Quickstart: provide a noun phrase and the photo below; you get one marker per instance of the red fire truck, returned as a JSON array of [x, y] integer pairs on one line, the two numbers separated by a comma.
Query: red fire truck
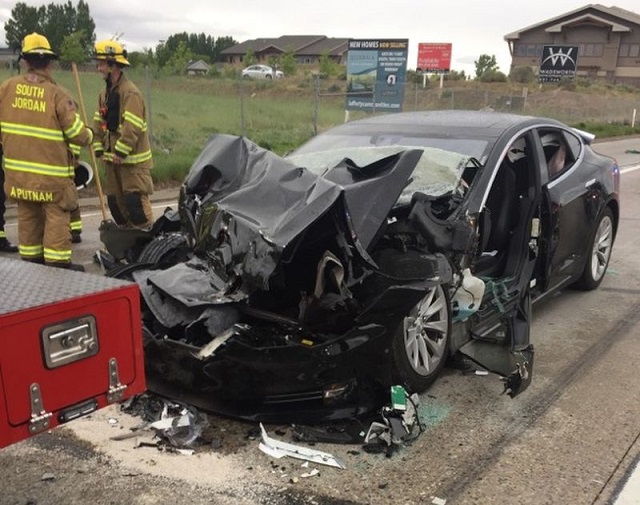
[[70, 343]]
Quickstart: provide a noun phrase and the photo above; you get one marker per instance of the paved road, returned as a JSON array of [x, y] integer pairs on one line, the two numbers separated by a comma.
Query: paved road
[[571, 438]]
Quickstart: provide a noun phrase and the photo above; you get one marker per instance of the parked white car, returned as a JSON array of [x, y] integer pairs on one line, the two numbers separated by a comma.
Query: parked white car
[[261, 72]]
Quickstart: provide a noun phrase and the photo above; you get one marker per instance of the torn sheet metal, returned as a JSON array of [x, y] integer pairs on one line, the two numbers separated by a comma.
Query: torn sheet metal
[[278, 449]]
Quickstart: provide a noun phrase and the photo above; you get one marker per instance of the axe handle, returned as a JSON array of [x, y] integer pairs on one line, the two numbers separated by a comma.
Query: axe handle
[[92, 152]]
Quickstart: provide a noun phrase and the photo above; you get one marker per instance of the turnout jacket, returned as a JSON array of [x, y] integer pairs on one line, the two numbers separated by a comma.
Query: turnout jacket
[[39, 128], [120, 125]]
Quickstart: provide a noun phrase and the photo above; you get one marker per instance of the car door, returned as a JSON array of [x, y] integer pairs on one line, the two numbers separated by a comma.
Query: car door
[[511, 207], [565, 201]]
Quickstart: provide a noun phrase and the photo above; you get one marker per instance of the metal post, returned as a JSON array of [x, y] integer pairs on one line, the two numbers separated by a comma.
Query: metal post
[[149, 115], [316, 102]]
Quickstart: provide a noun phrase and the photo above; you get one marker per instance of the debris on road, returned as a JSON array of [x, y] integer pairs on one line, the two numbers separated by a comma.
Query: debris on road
[[278, 449]]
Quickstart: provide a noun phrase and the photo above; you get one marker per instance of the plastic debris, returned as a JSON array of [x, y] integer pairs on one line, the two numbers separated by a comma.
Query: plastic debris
[[312, 473], [400, 423], [278, 449], [175, 424]]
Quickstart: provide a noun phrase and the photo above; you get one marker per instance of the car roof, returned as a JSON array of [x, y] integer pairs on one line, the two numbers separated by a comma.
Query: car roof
[[491, 124]]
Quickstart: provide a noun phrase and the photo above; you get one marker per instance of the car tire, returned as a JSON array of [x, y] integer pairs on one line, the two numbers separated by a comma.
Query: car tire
[[599, 253], [421, 343], [165, 250]]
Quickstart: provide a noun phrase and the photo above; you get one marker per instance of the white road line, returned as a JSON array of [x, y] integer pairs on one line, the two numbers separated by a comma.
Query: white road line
[[630, 493]]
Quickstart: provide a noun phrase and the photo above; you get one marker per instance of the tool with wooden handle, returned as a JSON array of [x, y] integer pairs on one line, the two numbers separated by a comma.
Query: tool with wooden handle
[[92, 152]]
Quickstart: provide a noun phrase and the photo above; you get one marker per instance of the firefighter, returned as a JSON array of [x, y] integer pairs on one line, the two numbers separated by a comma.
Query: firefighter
[[75, 225], [122, 140], [5, 245], [38, 122]]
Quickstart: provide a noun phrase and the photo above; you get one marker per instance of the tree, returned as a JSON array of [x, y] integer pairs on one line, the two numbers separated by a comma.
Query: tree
[[54, 21], [493, 76], [202, 46], [288, 62], [328, 67], [223, 43], [485, 63], [180, 58], [24, 20], [141, 58], [249, 58], [72, 49], [522, 75]]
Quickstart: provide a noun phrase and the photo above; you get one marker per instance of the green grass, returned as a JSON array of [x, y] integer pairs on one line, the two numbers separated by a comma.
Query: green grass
[[277, 115], [608, 130]]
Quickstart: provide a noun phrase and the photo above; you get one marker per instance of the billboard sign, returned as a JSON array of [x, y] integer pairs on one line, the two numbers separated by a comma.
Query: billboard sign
[[376, 73], [558, 62], [434, 57]]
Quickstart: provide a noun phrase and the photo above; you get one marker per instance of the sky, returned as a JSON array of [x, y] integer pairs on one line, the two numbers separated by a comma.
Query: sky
[[473, 27]]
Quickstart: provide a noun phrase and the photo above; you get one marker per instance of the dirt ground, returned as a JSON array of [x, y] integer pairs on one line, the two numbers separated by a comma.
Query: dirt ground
[[81, 463]]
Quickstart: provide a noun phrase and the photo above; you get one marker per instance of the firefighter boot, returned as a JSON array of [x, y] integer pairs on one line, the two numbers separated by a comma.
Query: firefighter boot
[[6, 246]]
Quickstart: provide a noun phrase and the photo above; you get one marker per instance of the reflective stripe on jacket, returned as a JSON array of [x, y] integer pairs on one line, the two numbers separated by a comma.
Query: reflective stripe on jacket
[[131, 140], [38, 123]]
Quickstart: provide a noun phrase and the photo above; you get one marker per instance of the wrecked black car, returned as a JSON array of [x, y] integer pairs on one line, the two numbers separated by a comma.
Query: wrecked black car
[[301, 288]]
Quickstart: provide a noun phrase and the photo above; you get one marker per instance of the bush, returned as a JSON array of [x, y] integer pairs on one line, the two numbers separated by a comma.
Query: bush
[[522, 75], [493, 76]]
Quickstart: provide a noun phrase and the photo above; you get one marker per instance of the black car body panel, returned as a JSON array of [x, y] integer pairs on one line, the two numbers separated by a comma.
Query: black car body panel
[[299, 275]]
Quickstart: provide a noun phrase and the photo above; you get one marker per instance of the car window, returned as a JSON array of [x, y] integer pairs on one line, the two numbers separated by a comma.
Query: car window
[[557, 153]]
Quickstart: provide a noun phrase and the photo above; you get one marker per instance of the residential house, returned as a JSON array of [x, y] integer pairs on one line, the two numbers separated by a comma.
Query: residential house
[[305, 49], [608, 41], [198, 68], [7, 57]]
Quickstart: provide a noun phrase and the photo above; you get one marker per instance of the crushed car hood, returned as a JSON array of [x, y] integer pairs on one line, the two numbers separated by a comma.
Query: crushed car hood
[[252, 205]]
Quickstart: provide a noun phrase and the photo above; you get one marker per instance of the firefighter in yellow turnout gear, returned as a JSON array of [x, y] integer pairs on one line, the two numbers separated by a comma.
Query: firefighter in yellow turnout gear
[[122, 140], [38, 123]]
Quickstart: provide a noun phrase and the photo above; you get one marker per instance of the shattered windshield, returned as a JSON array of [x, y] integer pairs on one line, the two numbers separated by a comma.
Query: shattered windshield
[[437, 172]]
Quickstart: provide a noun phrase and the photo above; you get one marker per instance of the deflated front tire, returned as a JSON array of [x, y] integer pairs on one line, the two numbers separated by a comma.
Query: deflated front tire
[[421, 342]]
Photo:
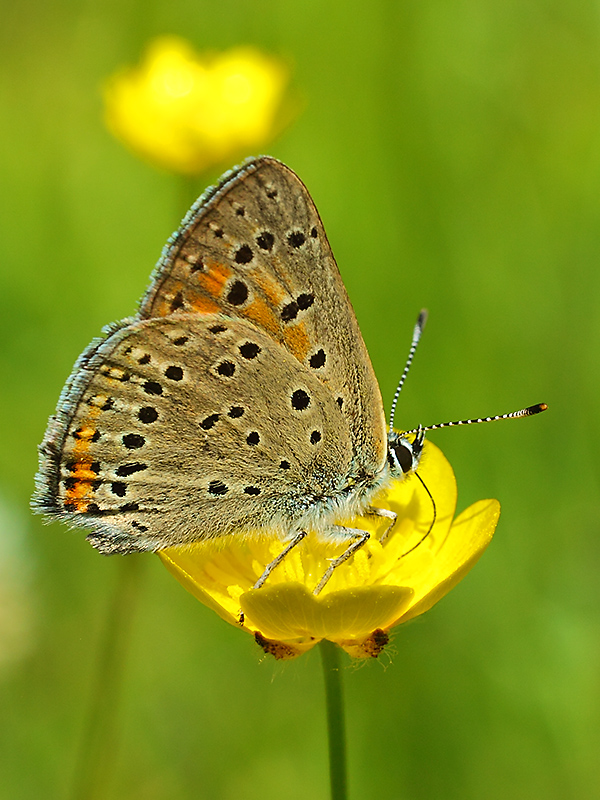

###

**TASK INSTRUCTIONS:** Keeping the pictures out, output the records from above exactly and completely.

**SOLUTION TO THE PROBLEM:**
Quickstart: provide a noun phrase and the photo below; you get one marker per instance of the red fire truck, returned as a JSON array of [x, y] integer pairs on one line, the two numbers separated by a comma.
Query: red fire truck
[[70, 343]]
Quickstart: provide a noun phrase and the photo above; you get one marker per instance of the paved road, returned as a JSON array of [x, y] integer pairs on one line, the two numbers separated by a comma.
Query: paved road
[[571, 438]]
Quickstart: provide a noun phrase and the photo above; you get one marker per instance of the parked white car, returned as a JSON array of [x, y] integer pairs on one line, the two numbers separated by a comma.
Query: parked white car
[[261, 72]]
Quickstart: provide a noun phrase and the photo above; you get one marker per instance of the torn sheet metal, returned as a JSON array of [x, y] integer pairs on one line, the two numbers separated by a comma.
Query: torn sheet metal
[[278, 449]]
Quickstart: provide a noun phrase and the photo above; you get one marker per instance of the axe handle, returned as a JSON array of [x, y] integer pairs on one line, the two numbers separated by a comma.
Query: axe handle
[[92, 152]]
Quickstart: provide a noun phrase and the photo above; you get one marker per instance of the turnout jacket, returned as a JSON array of [x, y] integer pairs on one line, the two numbers separated by a comma.
Query: turnout jacket
[[39, 128], [120, 125]]
Quickstart: provide a noun phrase and the photo above; you get one marker per instance of the car door, returned as a JSON array of [x, y] integer pairs on one line, the two numbers separated by a comma.
Query: car door
[[511, 207], [565, 201]]
Quickstart: provide a noun phrase and the photo above; you get one marker per instance of the metal post, returned as a JSON array of [x, y] integer pairs on one line, the two numbers separated by a comma.
Query: metal post
[[149, 115], [316, 102]]
Quickstart: provide a noun phrase and the photo above; you get one marker per instance of the debris on road, returned as a JSON array of [x, y] integer pairs on one line, the two numbers separated by a comma.
Query: debris on road
[[278, 449]]
Quickstart: provide a noun phrase and the photo above; you get one marker per instance of the plastic debris, returned as a JSON array of [x, y] integer pairs on one line, the two numbers separated by a comma.
Query: plastic debris
[[312, 473], [400, 423], [278, 449], [175, 424]]
Quickstart: provide a noun phrase and the photo above; you get one marker per instance of the car roof, returned as a JSON array of [x, y] integer pairs on one line, the two numbers separated by a comma.
Query: car roof
[[491, 124]]
Quickstart: provide a noun phrase and the photo above; you get one marker per instance of the car tire, returned as a JSON array of [x, y] integer pairs on one line, the two numbers separated by a comma.
Query: car tire
[[599, 253], [421, 343], [165, 250]]
Quickstart: provide a noun phrase and the photo above; you get one marker per instance of the white road line, returned as a JSON array of [x, y] integer pairs on one line, the two numbers separated by a comma.
Query: white road line
[[630, 493]]
Quickstart: provide a noun phrase and the photo above; you get one marker per instance of the tool with wooden handle, returned as a JSON array of [x, y] integer pairs on one line, the two numbers separated by a comma.
Query: tool with wooden handle
[[92, 152]]
Quickstart: provide a noun phrase and the photo above; you get one marker per instance of the firefighter, returned as a JSON array of [x, y] integer pairs on one line, the two numbers separated by a comma.
Query: firefighter
[[75, 225], [122, 140], [5, 245], [38, 122]]
Quickstart: provide a noun phrase and the photo above; you get one marker per instance of the tree, returned as a JSON array of [x, y] integer pairs on one line, the two numbers separated by a comma.
Query: tree
[[54, 21], [493, 76], [202, 46], [288, 62], [328, 67], [223, 43], [485, 63], [180, 58], [24, 20], [141, 58], [249, 58], [72, 49], [522, 75]]
Quickstart: provide a noun phrase and the photo above; you get one marker per instance of the green grass, returned as a JSON array of [x, y] integer pairs on one line, the two numbers separated by a comma.
Query: green grass
[[277, 115], [608, 130]]
Quickstart: provide a noun phrase and the photo above; you get one marker per instance of the billboard sign, returned as a JSON array of [x, y] integer pairs on one line, the two numbers separated by a comma.
Query: billboard sign
[[376, 73], [558, 62], [434, 57]]
Quickstart: provide a noun phrase and the photo above; you get one marker per instance of the sky, returned as a JSON array of [x, y] integer pairs on one line, the two numbers separated by a comma.
Query: sky
[[473, 27]]
Quickstart: provide a noun phrase and the photo above; you get one marker per instance of the dirt ground, returned as a JSON array of [x, y] integer pairs on one line, the two numbers separated by a comma.
Query: dirt ground
[[81, 463]]
Quickstart: provide a noun phrase and the photo above; you get one marker per instance of the firefighter boot, returned as a JSON array of [x, y] integer pairs on one line, the two numbers separated by a comma.
Query: firefighter boot
[[6, 246]]
Quickstart: provide a noun phrase and the photo above; you get one marker per instance of the reflective stripe on jacket, returned as a JSON array of [x, y] integer pairs on one line, the two numbers separated by a comma.
Query: reflective stripe on jacket
[[131, 140], [38, 123]]
Quickstart: provide a noun phrase and the photo above; you get one marker per instance of the wrecked black car, returned as a JSON array of [x, y] integer pairs on one line, the two numbers separated by a comma.
Query: wrecked black car
[[301, 288]]
Quickstart: provide a noun phrase and the photo above; you get one marker per instance of the bush, returned as a JSON array of [x, y] integer pairs on one line, the two numbers separated by a comma.
Query: bush
[[522, 75], [493, 76]]
Quickstart: provide a noun phrase and the photo above; you get one marker per instance of the black car body panel, returned as a JSON array of [x, y] integer pairs on one line, the two numbers separated by a comma.
Query: black car body panel
[[299, 275]]
Quickstart: provide a noun phrase and the photo above; you get one marker per instance of the car window, returned as a JSON array of [x, y] integer pairs on one line, the two numbers separated by a comma.
Query: car window
[[557, 153]]
Quickstart: provide a noun phrase and the photo above; you get one marker per instance of the residential house, returned as a JSON array of [x, y] integer pairs on one line, the two numbers separated by a comma.
Query: residential house
[[305, 49], [608, 41], [198, 68], [7, 57]]
Quickstart: provide a noun phrase and the photo above; you get one marker per instance of the crushed car hood, returned as a JSON array of [x, y] integer pairs on one line, the two numbers separated by a comma.
Query: crushed car hood
[[252, 205]]
Quickstart: provide a noun phrase and the photo above; you get one marker per instance of the firefighter in yellow turnout gear, returned as a JSON array of [x, y] integer pairs on one line, the two numbers separated by a comma.
Query: firefighter in yellow turnout gear
[[122, 140], [38, 123]]
Quickstart: provide a noun phrase and the photo above; you get one marker per instance of the shattered windshield, returned as a JSON array of [x, y] integer pairs on one line, the two numbers separated by a comma.
Query: shattered windshield
[[437, 172]]
Quickstart: provide a noun phrase and the photo above; you get one marker per instance of the deflated front tire, returned as a JSON array of [x, y] integer pairs on one line, the two numbers separated by a comma.
Query: deflated front tire
[[421, 342]]
Photo:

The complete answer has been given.